▸ Document passage
★ ★ ★ ★ ★

“Every one of these books is a herd of animals.” The Atlantic reports that a group of archaeologists and geneticists in the UK have used mere crumbs of parchment to study the DNA of several thousand-year-old illuminated manuscripts, the pages of which were made of cow and sheep skins.
A new study indicates that when it comes to National Endowment for the Arts grants, “there is not a disproportionate benefit to wealthy individuals.” In fact, the grants often benefit both the rich and poor alike.
In the new Granta, Adam Johnson writes about the mind-bending experience of traveling to North Korea, an experience which informed his Pulitzer-winning novel The Orphan Master’s Son. Perhaps the saddest anecdote — and there are a lot of sad anecdotes — is the one about the North Korean tour guide who couldn’t believe the author didn’t want to buy knockoff goods.

★ ★ ★ ★ ★

(Dataset entries)

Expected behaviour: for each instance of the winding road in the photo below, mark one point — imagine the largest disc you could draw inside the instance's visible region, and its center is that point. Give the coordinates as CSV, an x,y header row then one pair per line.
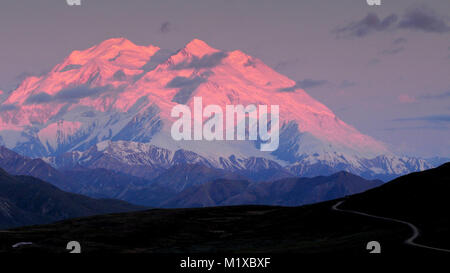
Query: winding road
x,y
409,241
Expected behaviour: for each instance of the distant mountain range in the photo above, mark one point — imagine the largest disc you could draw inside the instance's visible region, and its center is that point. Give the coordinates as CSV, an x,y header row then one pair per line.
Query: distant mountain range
x,y
110,105
188,184
418,198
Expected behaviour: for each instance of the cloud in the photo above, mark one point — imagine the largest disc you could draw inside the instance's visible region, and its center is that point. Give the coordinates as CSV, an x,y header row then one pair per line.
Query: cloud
x,y
207,61
392,51
304,84
165,27
369,24
346,84
419,18
186,86
424,19
399,41
7,107
405,98
38,98
431,118
440,96
67,95
310,83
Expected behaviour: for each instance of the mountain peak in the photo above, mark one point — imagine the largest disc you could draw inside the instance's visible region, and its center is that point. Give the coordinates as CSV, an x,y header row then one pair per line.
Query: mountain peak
x,y
199,48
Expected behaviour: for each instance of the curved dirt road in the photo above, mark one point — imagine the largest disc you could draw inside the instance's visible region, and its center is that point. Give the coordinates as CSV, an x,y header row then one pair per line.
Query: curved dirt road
x,y
409,241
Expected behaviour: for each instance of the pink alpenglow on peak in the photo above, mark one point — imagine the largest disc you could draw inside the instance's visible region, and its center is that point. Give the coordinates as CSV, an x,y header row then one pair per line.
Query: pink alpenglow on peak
x,y
120,91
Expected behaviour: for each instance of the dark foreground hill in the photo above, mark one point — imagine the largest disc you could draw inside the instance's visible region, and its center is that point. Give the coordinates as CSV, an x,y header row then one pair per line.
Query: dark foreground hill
x,y
421,198
25,200
260,229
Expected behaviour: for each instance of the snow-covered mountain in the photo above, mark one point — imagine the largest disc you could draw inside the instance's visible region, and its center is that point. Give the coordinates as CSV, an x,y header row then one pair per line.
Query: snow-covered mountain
x,y
116,97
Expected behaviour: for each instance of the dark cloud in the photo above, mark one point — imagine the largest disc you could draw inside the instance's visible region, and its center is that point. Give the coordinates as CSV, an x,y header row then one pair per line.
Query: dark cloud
x,y
440,96
7,107
186,86
392,51
424,19
369,24
419,18
165,27
67,95
207,61
399,41
304,84
431,118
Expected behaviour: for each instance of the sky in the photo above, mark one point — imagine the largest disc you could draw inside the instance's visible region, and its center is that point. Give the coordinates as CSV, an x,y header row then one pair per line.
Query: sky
x,y
383,69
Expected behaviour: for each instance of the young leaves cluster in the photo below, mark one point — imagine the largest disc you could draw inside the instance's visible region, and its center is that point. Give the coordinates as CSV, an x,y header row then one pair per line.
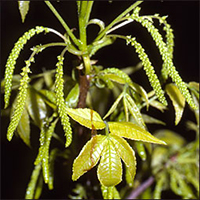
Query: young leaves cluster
x,y
109,149
165,53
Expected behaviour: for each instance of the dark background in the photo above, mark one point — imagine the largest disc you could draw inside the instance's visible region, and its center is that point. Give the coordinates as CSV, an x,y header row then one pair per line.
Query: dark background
x,y
16,158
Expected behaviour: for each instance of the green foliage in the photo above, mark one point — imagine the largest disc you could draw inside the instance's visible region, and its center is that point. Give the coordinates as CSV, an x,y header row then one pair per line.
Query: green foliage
x,y
10,65
45,98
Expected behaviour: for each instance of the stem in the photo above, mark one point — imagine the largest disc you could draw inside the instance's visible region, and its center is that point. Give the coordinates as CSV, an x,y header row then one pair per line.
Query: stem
x,y
135,193
82,25
88,11
69,32
84,87
57,33
117,19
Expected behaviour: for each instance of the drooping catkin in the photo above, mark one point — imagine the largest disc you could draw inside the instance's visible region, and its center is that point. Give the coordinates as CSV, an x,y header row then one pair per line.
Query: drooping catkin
x,y
153,79
169,68
21,100
59,85
11,61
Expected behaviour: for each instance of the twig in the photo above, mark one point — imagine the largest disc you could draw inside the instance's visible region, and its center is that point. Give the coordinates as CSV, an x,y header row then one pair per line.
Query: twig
x,y
141,188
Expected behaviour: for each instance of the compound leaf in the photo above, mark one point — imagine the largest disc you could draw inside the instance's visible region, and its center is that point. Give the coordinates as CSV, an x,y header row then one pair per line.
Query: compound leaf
x,y
88,157
178,100
109,192
86,117
126,153
132,131
110,168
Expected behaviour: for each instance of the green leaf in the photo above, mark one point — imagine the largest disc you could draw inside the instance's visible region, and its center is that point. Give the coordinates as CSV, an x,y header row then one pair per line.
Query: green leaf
x,y
113,107
109,170
158,105
141,150
23,8
109,192
126,153
151,120
171,138
72,98
89,156
133,132
23,127
36,107
115,78
86,117
178,100
159,185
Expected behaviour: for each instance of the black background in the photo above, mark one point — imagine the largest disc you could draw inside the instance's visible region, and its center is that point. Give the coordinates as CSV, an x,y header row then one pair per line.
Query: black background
x,y
16,158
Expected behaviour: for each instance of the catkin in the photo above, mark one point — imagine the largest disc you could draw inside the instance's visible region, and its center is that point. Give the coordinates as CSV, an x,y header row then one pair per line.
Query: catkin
x,y
153,79
10,65
21,100
169,68
59,85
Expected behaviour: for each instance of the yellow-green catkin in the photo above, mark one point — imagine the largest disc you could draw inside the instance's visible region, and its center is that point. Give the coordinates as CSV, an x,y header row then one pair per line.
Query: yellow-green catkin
x,y
118,72
169,68
45,160
10,65
59,86
21,100
153,79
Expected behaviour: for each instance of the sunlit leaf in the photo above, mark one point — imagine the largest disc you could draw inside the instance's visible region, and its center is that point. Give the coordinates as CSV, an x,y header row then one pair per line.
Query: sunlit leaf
x,y
126,153
151,120
23,8
110,168
23,127
159,156
113,107
80,192
89,156
178,100
115,78
170,137
36,107
132,131
72,98
86,117
110,192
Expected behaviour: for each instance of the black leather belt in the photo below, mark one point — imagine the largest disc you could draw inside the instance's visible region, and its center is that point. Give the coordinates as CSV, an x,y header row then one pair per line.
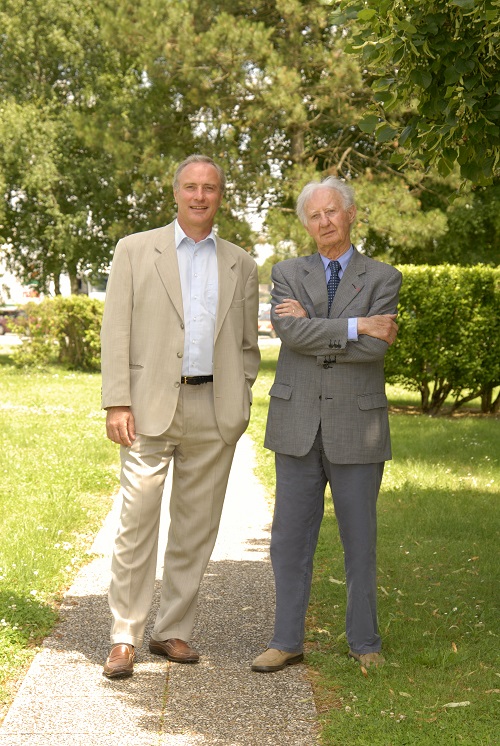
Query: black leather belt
x,y
196,380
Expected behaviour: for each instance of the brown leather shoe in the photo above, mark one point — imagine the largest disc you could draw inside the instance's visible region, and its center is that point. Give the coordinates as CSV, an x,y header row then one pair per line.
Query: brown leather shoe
x,y
175,650
120,662
275,660
368,659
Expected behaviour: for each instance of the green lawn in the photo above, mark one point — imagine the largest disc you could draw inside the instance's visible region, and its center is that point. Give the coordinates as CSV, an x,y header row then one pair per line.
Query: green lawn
x,y
438,588
58,475
438,573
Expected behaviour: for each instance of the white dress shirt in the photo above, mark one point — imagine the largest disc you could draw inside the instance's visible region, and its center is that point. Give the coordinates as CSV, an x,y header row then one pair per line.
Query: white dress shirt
x,y
199,284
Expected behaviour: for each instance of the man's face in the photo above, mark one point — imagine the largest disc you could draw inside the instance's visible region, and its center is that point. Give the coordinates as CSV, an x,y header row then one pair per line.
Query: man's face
x,y
198,198
329,223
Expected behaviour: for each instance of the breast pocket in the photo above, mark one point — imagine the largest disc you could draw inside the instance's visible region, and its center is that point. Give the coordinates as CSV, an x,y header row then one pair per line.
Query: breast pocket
x,y
281,391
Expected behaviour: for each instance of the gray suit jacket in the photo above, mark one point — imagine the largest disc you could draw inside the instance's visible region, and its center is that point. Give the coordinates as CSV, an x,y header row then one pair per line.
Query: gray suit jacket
x,y
143,333
323,379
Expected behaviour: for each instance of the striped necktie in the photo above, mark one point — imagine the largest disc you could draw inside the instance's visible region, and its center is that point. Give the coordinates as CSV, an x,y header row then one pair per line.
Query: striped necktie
x,y
333,282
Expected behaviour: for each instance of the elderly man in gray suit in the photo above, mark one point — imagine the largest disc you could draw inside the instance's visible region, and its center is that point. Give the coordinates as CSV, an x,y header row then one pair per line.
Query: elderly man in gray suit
x,y
335,314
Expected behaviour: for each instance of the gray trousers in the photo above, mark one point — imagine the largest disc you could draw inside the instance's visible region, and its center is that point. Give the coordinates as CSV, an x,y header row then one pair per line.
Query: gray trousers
x,y
298,512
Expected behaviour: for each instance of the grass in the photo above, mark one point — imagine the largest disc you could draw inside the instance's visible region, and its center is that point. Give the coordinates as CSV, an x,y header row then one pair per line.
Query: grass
x,y
438,588
58,472
438,574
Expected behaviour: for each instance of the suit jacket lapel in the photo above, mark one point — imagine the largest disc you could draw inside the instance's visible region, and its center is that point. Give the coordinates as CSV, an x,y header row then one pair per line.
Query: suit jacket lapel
x,y
351,284
227,284
168,267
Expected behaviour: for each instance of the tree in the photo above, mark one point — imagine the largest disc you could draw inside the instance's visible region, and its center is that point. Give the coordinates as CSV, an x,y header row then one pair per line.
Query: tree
x,y
440,60
59,190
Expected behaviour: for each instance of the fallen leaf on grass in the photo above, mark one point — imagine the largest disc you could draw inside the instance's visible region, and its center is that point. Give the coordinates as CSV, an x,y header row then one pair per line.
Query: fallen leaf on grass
x,y
457,704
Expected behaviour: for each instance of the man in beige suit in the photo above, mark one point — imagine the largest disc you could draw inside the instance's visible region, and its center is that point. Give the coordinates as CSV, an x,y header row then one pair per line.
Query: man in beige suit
x,y
179,357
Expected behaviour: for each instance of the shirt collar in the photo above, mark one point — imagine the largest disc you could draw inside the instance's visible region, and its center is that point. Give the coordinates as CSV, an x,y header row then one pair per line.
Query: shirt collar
x,y
180,236
344,259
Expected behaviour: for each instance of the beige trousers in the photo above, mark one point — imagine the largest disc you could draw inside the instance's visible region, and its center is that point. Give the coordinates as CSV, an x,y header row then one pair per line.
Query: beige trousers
x,y
201,466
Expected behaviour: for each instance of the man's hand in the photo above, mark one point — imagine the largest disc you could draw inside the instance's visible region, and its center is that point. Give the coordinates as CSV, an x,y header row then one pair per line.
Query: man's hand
x,y
120,425
290,307
382,327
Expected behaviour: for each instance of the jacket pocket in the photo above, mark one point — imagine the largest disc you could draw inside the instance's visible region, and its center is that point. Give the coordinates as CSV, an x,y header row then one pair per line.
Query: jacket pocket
x,y
372,401
280,391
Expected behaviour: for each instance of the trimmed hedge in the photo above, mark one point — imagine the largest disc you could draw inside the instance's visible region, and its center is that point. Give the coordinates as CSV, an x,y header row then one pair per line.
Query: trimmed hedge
x,y
449,319
62,331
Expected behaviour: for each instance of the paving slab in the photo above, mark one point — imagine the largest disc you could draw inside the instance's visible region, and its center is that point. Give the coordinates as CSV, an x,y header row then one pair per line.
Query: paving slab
x,y
65,700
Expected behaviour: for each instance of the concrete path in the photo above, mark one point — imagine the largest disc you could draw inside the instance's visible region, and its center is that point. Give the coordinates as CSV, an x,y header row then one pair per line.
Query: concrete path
x,y
65,699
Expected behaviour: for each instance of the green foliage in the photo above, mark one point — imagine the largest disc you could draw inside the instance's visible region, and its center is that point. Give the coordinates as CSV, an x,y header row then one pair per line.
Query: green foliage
x,y
438,607
449,320
440,60
437,572
61,330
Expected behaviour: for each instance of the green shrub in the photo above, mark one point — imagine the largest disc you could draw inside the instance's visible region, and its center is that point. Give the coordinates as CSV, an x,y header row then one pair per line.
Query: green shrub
x,y
447,345
63,331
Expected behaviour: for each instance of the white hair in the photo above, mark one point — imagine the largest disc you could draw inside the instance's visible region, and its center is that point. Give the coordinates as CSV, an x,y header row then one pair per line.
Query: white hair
x,y
330,182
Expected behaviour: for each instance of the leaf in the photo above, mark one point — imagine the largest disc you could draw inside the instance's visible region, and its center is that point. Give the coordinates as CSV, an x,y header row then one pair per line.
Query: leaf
x,y
368,123
385,132
422,78
366,15
457,704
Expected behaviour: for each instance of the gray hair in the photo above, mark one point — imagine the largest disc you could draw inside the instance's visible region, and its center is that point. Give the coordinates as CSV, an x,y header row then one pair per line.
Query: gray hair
x,y
196,158
330,182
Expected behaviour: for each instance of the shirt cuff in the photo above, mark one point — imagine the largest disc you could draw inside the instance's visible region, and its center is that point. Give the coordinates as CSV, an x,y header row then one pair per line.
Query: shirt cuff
x,y
352,330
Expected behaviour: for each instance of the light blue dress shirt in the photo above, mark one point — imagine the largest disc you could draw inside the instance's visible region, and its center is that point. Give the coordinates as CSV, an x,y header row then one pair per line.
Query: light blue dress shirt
x,y
200,291
352,324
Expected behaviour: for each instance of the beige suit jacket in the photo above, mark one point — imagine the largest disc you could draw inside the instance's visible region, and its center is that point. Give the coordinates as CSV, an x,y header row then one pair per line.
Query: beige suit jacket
x,y
142,336
322,379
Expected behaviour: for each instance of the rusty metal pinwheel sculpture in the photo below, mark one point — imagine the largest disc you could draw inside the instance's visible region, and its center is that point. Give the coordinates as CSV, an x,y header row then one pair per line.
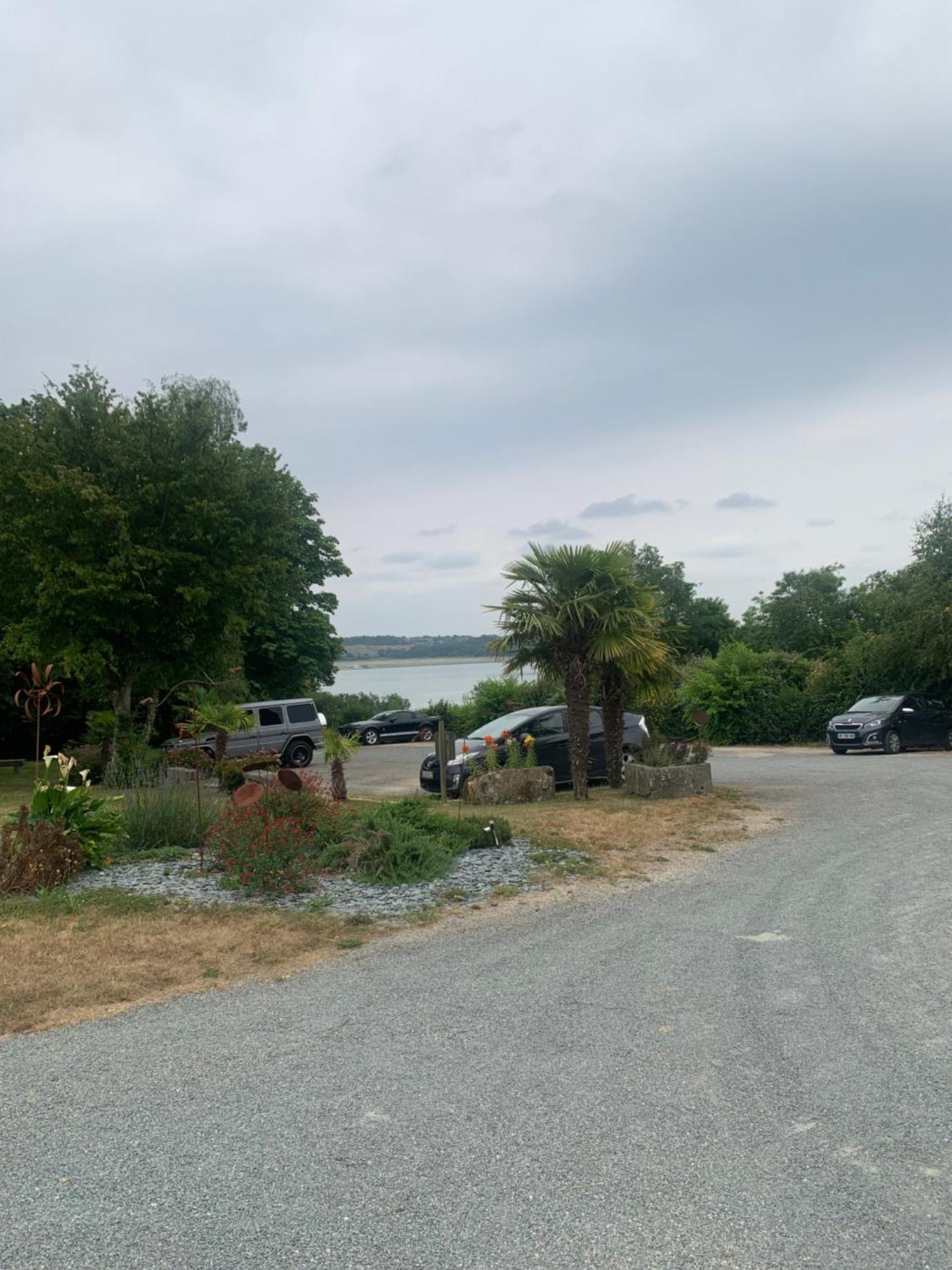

★ ★ ★ ★ ★

▸ To do
1 - List every title of a publication or book that appears in the arts news roundup.
2 - Add to the arts news roundup, beginning after its last sentence.

▸ Outputs by task
1 - The Atlantic, Granta, The Orphan Master's Son

2 -
According to The Guardian, “researchers in Australia have developed a computer program which writes its own fables, complete with moral.” No word yet on whether they’re any good.
The new media revolution has massacred the book review sections at many national newspapers, but it’s been just as unkind to movie reviewers. At his Salt Lake Tribune blog, Movie Cricket, SLT film critic Sean P. Means keeps a list of all of the movie reviewers who’ve gotten the axe.